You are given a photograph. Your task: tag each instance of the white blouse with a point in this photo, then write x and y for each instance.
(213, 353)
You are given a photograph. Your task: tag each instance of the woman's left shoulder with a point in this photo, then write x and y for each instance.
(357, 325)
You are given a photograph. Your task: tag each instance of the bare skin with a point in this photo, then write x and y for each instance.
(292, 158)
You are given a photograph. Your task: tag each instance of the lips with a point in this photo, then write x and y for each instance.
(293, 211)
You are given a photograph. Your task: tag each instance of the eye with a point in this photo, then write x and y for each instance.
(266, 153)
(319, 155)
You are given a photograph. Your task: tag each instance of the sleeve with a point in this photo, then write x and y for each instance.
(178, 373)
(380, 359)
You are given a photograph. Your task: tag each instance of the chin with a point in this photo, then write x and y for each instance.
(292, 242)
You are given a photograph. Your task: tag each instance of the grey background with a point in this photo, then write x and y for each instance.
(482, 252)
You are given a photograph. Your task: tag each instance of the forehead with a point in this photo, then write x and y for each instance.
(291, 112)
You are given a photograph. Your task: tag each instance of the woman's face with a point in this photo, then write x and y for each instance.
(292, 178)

● ● ● ● ● ● ●

What is needed is the data above, output in full and exactly as it stands.

WORKED SOLUTION:
You are given a photograph. Your task: tag each instance of the white blouse with a point in this photo, then write x and y for each instance.
(213, 353)
You are given a photograph. Your task: tag each instance of the woman's left shoulder with a point in this photo, then write x and y for each instance.
(357, 325)
You are given a photograph. Your task: tag each instance of the bare skin with a point in this photo, then write x and y for each instance.
(292, 158)
You are given a photograph. Your task: tag each instance of the lips with a point in this photo, then write x and y for each instance.
(293, 211)
You are given a photograph. Your task: tag each instance of the eye with a point in this photo, then write x and y for each instance.
(266, 153)
(319, 155)
You are given a photograph. Your task: tag each instance of the sleeve with a point in this photo, then write x and y for each instance.
(178, 373)
(380, 359)
You are given a photograph. Your task: tag each instance of the chin with a point in this photo, then write x and y for each instance.
(292, 242)
You are given a photograph. Your task: tag each instance of the grey background with a point in this photo, then write x and y for each instance.
(482, 252)
You are given a photograph. Your task: tag each instance of the forehead with a point in this photo, then write x and y for each instance.
(291, 112)
You are given a photograph. Your task: tag each instance of the woman's face with a point in this photo, then write x and y for each instance.
(292, 178)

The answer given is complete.